Job: Copy out the material below, swapping every "site audit" for "field survey" and changing nothing else. Leave the pictures out.

Recorded data:
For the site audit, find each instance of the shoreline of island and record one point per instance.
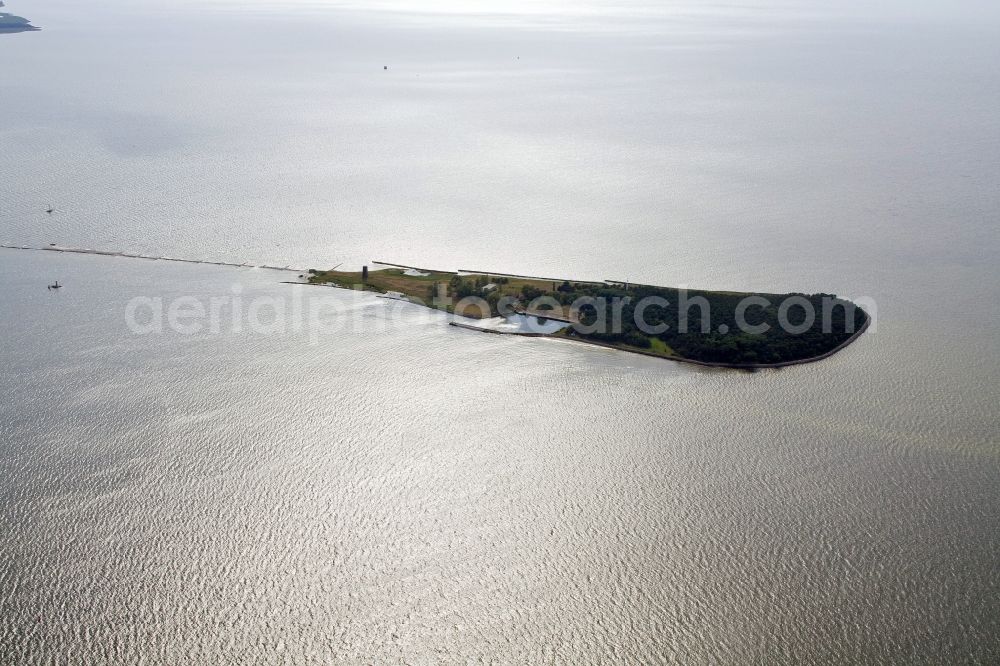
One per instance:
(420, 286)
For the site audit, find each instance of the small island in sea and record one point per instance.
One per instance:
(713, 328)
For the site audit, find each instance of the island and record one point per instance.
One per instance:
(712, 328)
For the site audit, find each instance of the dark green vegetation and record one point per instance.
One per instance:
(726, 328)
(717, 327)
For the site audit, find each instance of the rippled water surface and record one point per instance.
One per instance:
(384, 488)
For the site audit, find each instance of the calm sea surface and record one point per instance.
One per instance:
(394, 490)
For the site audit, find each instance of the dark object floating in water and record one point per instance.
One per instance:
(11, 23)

Exercise result:
For the field survey, find each instance of the shoreline of island and record one point per instance.
One per instance:
(420, 286)
For the field survey, find each instance of the small island in sea and record one point per instance.
One per instance:
(713, 328)
For the field survey, find each instance of the island and record one point per instance.
One per instance:
(712, 328)
For the field survey, find each instance of the dark green vegetation and record one point per instance.
One per instance:
(726, 328)
(717, 327)
For the field survey, find each instance of the rippled water surface and record one point per instance.
One per instance:
(384, 488)
For the field survey, find each instance of the calm sea surface and record one point per instance.
One per instance:
(394, 490)
For the field survey, find each instance of the dark object floating in water and record one point per instance.
One per instance:
(11, 23)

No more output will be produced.